Eglinton LRT Public Meetings Announced (Update 4)

The City of Toronto has announced the open houses for the first round of consultation for the Eglinton line. 

Update 1:  A fifth meeting has been added to the list below.

Update 2:  The Star contains an article about preliminary response to the information to be presented at public meetings.  Concerns focus on the space between stops on the underground LRT as compared with the current surface bus operations.  The real question is what, if any, residual bus service will be operated over this portion of the route.

Update 3:  The FAQ for this project is now available online.

Update 4:  The presentation materials for this round of public meetings is now available online.

The Open Houses are planned as follows:

Thursday, August 14
6:30pm to 9:00pm
Forest Hill Memorial Arena, 340 Chaplin Cres.

Tuesday, August 19
6:30pm to 9:00pm
Leaside Arena, 1073 Millwood Rd.

Monday, August 25
6:30pm to 9:00pm
Humber Valley United Church, 76 Anglesey Blvd.

Wednesday, August 27
6:30pm to 9:00pm
Don Montgomery Community Recreation Centre
(Formerly the Mid Scarborough Community Centre)
2467 Eglinton Ave  East

(Added) Richview Baptist Church
1548 Kipling Ave (just north of Eglinton)

The project website is now online.

Note:  If you want to contribute to the thread about technology choices for the line, please do that in the post where that discussion is already underway.

50 thoughts on “Eglinton LRT Public Meetings Announced (Update 4)

  1. Eglinton is too far south to serve as the regional express line. It needs to be further north, near the 401.

    A 3-track LRT system on Eglinton, with inbound AM express and outbound PM express might be worth looking at. That would eliminate the need to build everything to subway specs.

    Steve: But, sigh, those whose mission in life is to get to the airport in the morning would be forced to ride a local train, at least outbound from Yonge. Poor darlings.

** Material shown **
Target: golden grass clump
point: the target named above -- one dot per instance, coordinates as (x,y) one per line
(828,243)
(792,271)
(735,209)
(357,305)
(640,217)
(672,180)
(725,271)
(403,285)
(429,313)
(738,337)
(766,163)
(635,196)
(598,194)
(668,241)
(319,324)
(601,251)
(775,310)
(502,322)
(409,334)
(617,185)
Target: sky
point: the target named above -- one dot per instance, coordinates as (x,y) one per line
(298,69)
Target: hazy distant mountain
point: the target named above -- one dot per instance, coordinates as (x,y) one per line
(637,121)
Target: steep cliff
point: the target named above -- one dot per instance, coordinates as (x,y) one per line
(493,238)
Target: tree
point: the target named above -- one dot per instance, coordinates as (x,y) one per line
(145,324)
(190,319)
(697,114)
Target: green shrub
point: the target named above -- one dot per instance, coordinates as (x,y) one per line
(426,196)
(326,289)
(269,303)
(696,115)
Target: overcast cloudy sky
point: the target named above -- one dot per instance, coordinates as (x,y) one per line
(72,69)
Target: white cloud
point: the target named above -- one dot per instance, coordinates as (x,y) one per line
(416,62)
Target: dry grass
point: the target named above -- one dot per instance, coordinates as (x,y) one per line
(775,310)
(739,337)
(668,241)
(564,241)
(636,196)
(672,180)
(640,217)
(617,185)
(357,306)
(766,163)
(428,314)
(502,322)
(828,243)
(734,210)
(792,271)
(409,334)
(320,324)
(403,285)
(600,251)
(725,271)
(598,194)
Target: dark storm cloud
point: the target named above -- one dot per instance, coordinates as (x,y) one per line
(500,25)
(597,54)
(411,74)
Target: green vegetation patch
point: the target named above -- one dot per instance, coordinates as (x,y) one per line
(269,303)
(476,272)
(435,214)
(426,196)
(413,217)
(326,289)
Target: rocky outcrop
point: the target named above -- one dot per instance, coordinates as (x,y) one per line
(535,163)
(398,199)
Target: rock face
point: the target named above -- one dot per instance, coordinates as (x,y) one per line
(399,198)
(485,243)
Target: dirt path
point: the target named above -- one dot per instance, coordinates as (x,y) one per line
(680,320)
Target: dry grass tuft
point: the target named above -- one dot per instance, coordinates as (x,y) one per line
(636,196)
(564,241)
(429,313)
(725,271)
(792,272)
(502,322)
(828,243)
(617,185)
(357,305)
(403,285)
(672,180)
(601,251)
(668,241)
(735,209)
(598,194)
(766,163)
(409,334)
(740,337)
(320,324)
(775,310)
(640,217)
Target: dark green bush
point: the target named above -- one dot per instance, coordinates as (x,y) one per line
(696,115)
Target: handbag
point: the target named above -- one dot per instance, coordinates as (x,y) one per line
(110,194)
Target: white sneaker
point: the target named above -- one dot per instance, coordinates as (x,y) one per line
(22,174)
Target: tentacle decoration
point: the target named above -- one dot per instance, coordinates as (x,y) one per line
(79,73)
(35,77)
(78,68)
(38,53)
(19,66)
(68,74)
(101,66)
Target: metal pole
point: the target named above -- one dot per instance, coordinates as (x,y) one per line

** Given instruction **
Can you transcribe the Eglinton LRT post word for word, from "The City of" to "of the route."? The entries have no connection to the Eglinton LRT post.

** The reply **
The City of Toronto has announced the open houses for the first round of consultation for the Eglinton line. 

Update 1:  A fifth meeting has been added to the list below.

Update 2:  The Star contains an article about preliminary response to the information to be presented at public meetings.  Concerns focus on the space between stops on the underground LRT as compared with the current surface bus operations.  The real question is what, if any, residual bus service will be operated over this portion of the route.